*** EXERCISE INPUTS
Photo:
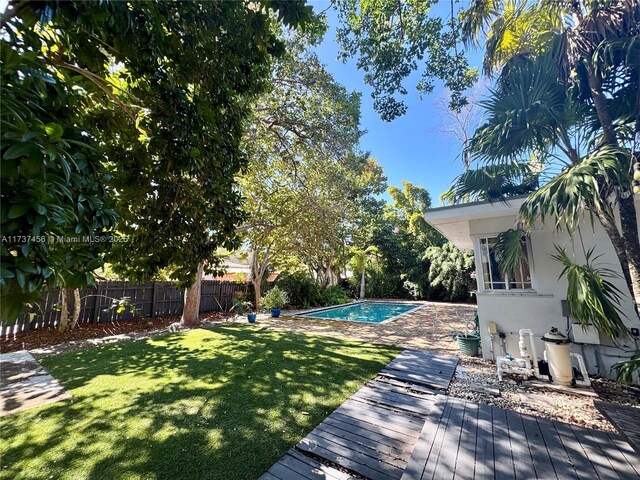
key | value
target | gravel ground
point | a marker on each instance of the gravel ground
(516, 394)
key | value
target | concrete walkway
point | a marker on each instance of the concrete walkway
(25, 384)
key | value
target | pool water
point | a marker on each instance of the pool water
(364, 312)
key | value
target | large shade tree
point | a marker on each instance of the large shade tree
(149, 94)
(306, 177)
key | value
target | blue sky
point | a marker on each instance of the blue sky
(412, 147)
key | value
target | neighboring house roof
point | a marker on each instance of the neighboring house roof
(235, 267)
(453, 220)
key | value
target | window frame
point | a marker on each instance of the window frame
(480, 268)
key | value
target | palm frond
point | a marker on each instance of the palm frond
(592, 298)
(492, 182)
(530, 109)
(579, 189)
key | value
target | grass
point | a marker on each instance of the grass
(217, 404)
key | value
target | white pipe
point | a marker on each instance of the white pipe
(533, 358)
(583, 369)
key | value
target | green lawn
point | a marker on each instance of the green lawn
(215, 404)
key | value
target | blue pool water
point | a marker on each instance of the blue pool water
(364, 312)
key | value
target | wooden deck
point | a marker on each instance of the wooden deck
(625, 419)
(464, 440)
(399, 426)
(373, 433)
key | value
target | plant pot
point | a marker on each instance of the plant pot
(469, 344)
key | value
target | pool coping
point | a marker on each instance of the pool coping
(305, 313)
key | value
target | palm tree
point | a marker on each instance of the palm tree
(591, 50)
(359, 260)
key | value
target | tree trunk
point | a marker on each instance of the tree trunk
(191, 310)
(257, 286)
(629, 222)
(627, 245)
(70, 309)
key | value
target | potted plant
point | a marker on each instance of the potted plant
(241, 307)
(274, 300)
(469, 341)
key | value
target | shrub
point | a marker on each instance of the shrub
(274, 298)
(334, 295)
(305, 292)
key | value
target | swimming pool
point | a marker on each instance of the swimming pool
(369, 312)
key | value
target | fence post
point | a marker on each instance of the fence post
(154, 298)
(96, 306)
******
[WHAT NEEDS TO BE DONE] Set down all of the entries precisely and keep the pictures out of the copy.

[FINISHED TASK]
Photo:
key | value
target | gravel ground
point | a marker on each instance of the gravel ground
(516, 394)
key | value
target | concrete walkway
point | a marker on each instance of the concrete walkway
(25, 384)
key | value
target | pool water
point | a marker on each instance of the pool water
(364, 312)
key | value
target | large shade tree
point | a marker on each instance of the large shade tree
(149, 94)
(306, 177)
key | value
target | blue sky
point | a marker on each instance of the blue sky
(412, 147)
key | value
target | neighboring house roof
point | a marker on each instance of the neighboring house roof
(235, 267)
(453, 220)
key | value
target | window frame
point | a marker on each instance of the window frame
(480, 268)
key | value
target | palm frond
point | a marker on each instance of the palm frond
(592, 298)
(492, 182)
(530, 109)
(579, 189)
key | value
target | grass
point | a marker on each instance of the grass
(217, 404)
key | value
target | white pipe
point | a marker on each instance of the white pipe
(533, 358)
(583, 369)
key | value
target | green lawn
point | a marker on each instance of the green lawn
(215, 404)
key | value
target | blue pool water
point | a marker on each instance of the blue pool water
(364, 312)
key | value
target | wooden deck
point | a marker on each instance of the wooden deck
(625, 419)
(464, 440)
(399, 426)
(373, 433)
key | value
target | plant pot
point | a marker on each instance of the plant pot
(469, 344)
key | value
target | pool coping
point | a marker on each instance of the pool coping
(305, 313)
key | value
target | palm tree
point | a marker on each instance of the palm tree
(591, 50)
(359, 260)
key | value
target | tree trunk
point | a marker on each instance of the tree trunk
(191, 310)
(257, 286)
(629, 222)
(627, 245)
(70, 309)
key | value
target | potted plant
point | a marker on each instance of the potted plant
(241, 307)
(274, 300)
(469, 341)
key | value
target | shrub
point | a marker on each instance of the shrub
(274, 298)
(334, 295)
(305, 292)
key | value
target | swimming pool
point | a marker on each instance of the swimming pool
(369, 312)
key | value
target | fence post
point | a marker on each instance of the fence post
(154, 298)
(96, 306)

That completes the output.